§ **What you have to do**: Every entry must be copied word for word.

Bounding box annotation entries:
■ ■ ■ ■ ■ ■ ■
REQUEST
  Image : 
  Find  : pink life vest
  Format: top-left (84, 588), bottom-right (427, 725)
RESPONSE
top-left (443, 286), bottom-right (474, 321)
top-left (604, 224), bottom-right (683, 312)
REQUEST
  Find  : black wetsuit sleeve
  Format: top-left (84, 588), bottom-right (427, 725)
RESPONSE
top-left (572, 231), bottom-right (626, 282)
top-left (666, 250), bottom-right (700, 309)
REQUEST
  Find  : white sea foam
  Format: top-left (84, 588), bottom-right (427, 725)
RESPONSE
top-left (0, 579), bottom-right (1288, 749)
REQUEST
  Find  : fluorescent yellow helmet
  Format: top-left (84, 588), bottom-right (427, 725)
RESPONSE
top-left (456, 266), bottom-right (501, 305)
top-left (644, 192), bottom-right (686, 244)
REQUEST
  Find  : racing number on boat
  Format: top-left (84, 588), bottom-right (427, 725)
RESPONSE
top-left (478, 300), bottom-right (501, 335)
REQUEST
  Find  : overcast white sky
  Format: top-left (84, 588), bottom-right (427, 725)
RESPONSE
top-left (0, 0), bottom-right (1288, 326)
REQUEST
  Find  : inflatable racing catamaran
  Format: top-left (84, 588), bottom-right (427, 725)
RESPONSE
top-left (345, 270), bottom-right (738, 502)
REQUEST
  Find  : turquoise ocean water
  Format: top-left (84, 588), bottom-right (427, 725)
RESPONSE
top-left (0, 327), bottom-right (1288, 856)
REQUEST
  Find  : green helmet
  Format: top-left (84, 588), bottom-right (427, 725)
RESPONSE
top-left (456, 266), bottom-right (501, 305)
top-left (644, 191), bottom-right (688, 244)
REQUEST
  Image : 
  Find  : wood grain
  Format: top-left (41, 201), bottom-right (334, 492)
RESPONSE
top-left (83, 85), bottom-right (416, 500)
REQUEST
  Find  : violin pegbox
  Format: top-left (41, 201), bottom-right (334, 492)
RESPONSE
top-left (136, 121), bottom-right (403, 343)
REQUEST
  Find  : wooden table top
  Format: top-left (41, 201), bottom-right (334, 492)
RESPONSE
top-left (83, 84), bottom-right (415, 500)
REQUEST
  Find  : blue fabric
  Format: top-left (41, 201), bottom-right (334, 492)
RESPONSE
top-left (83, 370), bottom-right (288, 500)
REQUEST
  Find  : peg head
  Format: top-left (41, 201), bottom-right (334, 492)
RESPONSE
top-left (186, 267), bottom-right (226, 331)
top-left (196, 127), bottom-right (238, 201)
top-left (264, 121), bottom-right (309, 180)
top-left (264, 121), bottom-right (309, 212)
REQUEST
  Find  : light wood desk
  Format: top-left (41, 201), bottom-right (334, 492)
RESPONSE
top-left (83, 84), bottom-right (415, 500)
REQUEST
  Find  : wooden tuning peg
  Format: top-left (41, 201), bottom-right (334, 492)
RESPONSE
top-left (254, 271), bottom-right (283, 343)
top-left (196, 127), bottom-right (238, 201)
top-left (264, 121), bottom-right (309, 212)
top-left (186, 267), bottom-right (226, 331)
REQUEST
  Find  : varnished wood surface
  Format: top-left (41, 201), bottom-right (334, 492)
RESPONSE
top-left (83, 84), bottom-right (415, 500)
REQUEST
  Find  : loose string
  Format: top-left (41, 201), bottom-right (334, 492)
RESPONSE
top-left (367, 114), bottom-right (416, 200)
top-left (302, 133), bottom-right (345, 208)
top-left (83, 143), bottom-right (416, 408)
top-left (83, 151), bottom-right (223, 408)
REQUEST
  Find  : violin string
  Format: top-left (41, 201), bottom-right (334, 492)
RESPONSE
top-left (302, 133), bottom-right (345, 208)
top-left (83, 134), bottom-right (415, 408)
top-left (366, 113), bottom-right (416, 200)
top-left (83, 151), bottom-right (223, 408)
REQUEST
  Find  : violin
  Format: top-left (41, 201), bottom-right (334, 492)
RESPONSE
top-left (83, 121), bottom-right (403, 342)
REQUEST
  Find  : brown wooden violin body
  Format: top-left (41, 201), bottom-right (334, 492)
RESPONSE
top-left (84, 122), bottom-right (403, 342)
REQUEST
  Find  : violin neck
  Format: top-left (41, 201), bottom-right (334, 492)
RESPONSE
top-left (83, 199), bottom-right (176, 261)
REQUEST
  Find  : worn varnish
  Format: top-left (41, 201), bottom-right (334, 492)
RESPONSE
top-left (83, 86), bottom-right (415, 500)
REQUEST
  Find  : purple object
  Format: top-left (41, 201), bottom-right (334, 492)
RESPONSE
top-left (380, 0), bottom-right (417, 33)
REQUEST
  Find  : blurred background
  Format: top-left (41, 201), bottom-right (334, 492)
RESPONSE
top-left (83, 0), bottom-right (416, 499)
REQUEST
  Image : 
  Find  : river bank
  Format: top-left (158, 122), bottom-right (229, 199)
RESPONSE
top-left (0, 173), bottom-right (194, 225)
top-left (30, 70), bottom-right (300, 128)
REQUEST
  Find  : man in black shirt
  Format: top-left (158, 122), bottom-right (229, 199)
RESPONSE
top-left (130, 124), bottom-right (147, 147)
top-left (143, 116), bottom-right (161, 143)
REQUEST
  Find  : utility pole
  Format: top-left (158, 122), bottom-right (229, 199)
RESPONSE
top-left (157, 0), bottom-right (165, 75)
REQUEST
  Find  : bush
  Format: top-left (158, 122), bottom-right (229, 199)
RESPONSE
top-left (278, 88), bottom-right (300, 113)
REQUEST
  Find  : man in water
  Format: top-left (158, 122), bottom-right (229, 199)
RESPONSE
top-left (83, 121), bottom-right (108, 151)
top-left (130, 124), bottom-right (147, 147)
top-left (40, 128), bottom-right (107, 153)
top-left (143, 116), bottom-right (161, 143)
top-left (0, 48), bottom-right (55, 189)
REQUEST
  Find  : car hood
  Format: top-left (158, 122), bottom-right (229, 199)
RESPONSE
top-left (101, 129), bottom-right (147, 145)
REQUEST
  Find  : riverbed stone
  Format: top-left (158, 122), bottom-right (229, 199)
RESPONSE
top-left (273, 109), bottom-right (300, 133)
■ ■ ■ ■ ■ ■ ■
§ **Output below**:
REQUEST
  Image : 
  Find  : pink life vest
  Format: top-left (84, 588), bottom-right (427, 725)
RESPONSE
top-left (443, 286), bottom-right (474, 321)
top-left (604, 224), bottom-right (683, 312)
REQUEST
  Find  : black wetsuit sleeve
  Format: top-left (84, 588), bottom-right (427, 725)
RESPONSE
top-left (572, 231), bottom-right (626, 282)
top-left (666, 250), bottom-right (700, 309)
REQUEST
  Find  : white sea foam
  Format: top-left (84, 588), bottom-right (427, 725)
RESPONSE
top-left (0, 579), bottom-right (1288, 749)
REQUEST
  Find  : fluorescent yellow helmet
  Format: top-left (84, 588), bottom-right (427, 725)
RESPONSE
top-left (456, 266), bottom-right (501, 305)
top-left (644, 192), bottom-right (686, 244)
REQUEST
  Find  : racing number on boat
  Format: top-left (84, 588), bottom-right (427, 725)
RESPONSE
top-left (478, 300), bottom-right (501, 335)
REQUEST
  Find  : overcast white sky
  Format: top-left (84, 588), bottom-right (427, 725)
RESPONSE
top-left (0, 0), bottom-right (1288, 326)
REQUEST
  Find  : inflatable racing catamaran
  Format: top-left (84, 588), bottom-right (427, 725)
RESPONSE
top-left (345, 270), bottom-right (738, 502)
REQUEST
  Find  : turquoise ocean water
  Format: top-left (84, 588), bottom-right (427, 725)
RESPONSE
top-left (0, 327), bottom-right (1288, 856)
REQUEST
  Find  : green helmet
  Format: top-left (84, 588), bottom-right (427, 725)
RESPONSE
top-left (456, 266), bottom-right (501, 305)
top-left (644, 191), bottom-right (688, 244)
REQUEST
  Image : 
  Find  : wood grain
  Format: top-left (41, 201), bottom-right (334, 492)
RESPONSE
top-left (83, 85), bottom-right (416, 500)
REQUEST
  Find  : violin pegbox
  Format: top-left (41, 201), bottom-right (334, 492)
RESPONSE
top-left (136, 121), bottom-right (403, 343)
REQUEST
  Find  : wooden table top
  Format: top-left (41, 201), bottom-right (334, 492)
RESPONSE
top-left (83, 84), bottom-right (415, 500)
REQUEST
  Find  : blue fabric
  Format: top-left (41, 201), bottom-right (334, 492)
RESPONSE
top-left (83, 370), bottom-right (288, 500)
REQUEST
  Find  : peg head
  Format: top-left (41, 201), bottom-right (334, 492)
RESPONSE
top-left (186, 267), bottom-right (226, 331)
top-left (196, 127), bottom-right (238, 201)
top-left (264, 121), bottom-right (309, 180)
top-left (264, 121), bottom-right (309, 212)
REQUEST
  Find  : light wood desk
  Format: top-left (41, 201), bottom-right (334, 492)
RESPONSE
top-left (83, 84), bottom-right (415, 500)
REQUEST
  Find  : wooden tuning peg
  Format: top-left (41, 201), bottom-right (334, 492)
RESPONSE
top-left (254, 271), bottom-right (283, 343)
top-left (196, 127), bottom-right (238, 201)
top-left (264, 121), bottom-right (309, 212)
top-left (186, 267), bottom-right (226, 331)
REQUEST
  Find  : varnished wood surface
  Format: top-left (41, 201), bottom-right (334, 492)
RESPONSE
top-left (83, 84), bottom-right (415, 500)
REQUEST
  Find  : loose string
  Format: top-left (41, 201), bottom-right (334, 492)
RESPONSE
top-left (367, 114), bottom-right (416, 200)
top-left (302, 133), bottom-right (345, 208)
top-left (83, 143), bottom-right (416, 408)
top-left (83, 151), bottom-right (223, 408)
REQUEST
  Find  : violin string
  Format: top-left (41, 201), bottom-right (334, 492)
RESPONSE
top-left (302, 133), bottom-right (345, 208)
top-left (83, 134), bottom-right (415, 408)
top-left (366, 113), bottom-right (416, 200)
top-left (83, 151), bottom-right (223, 408)
REQUEST
  Find  : violin
  Format: top-left (41, 201), bottom-right (334, 492)
RESPONSE
top-left (83, 121), bottom-right (403, 342)
REQUEST
  Find  : brown wooden violin body
  Format: top-left (41, 201), bottom-right (334, 492)
RESPONSE
top-left (84, 122), bottom-right (403, 342)
REQUEST
  Find  : violin neck
  Format: top-left (41, 201), bottom-right (334, 492)
RESPONSE
top-left (83, 199), bottom-right (176, 261)
REQUEST
  Find  : worn varnish
  Format: top-left (41, 201), bottom-right (334, 492)
RESPONSE
top-left (83, 86), bottom-right (415, 500)
REQUEST
  Find  : purple object
  Format: top-left (41, 201), bottom-right (334, 492)
RESPONSE
top-left (380, 0), bottom-right (417, 33)
REQUEST
  Find  : blurred background
  Format: top-left (41, 201), bottom-right (334, 492)
RESPONSE
top-left (83, 0), bottom-right (416, 499)
REQUEST
  Image : 
  Find  : river bank
  Format: top-left (158, 122), bottom-right (229, 199)
RESPONSE
top-left (0, 173), bottom-right (194, 225)
top-left (30, 70), bottom-right (300, 128)
REQUEST
  Find  : man in black shirt
  Format: top-left (158, 122), bottom-right (229, 199)
RESPONSE
top-left (130, 124), bottom-right (147, 147)
top-left (143, 116), bottom-right (161, 143)
REQUEST
  Find  : utility pole
  Format: top-left (158, 122), bottom-right (229, 199)
RESPONSE
top-left (157, 0), bottom-right (165, 75)
REQUEST
  Find  : bush
  Format: top-left (158, 122), bottom-right (229, 199)
RESPONSE
top-left (278, 88), bottom-right (300, 113)
REQUEST
  Find  : man in water
  Format: top-left (158, 122), bottom-right (229, 199)
RESPONSE
top-left (83, 121), bottom-right (108, 151)
top-left (130, 124), bottom-right (147, 147)
top-left (40, 128), bottom-right (107, 153)
top-left (143, 116), bottom-right (161, 143)
top-left (0, 48), bottom-right (55, 189)
REQUEST
  Find  : car hood
  Format: top-left (158, 122), bottom-right (229, 199)
RESPONSE
top-left (101, 129), bottom-right (147, 145)
REQUEST
  Find  : riverbed stone
  Format: top-left (158, 122), bottom-right (229, 199)
RESPONSE
top-left (273, 109), bottom-right (300, 133)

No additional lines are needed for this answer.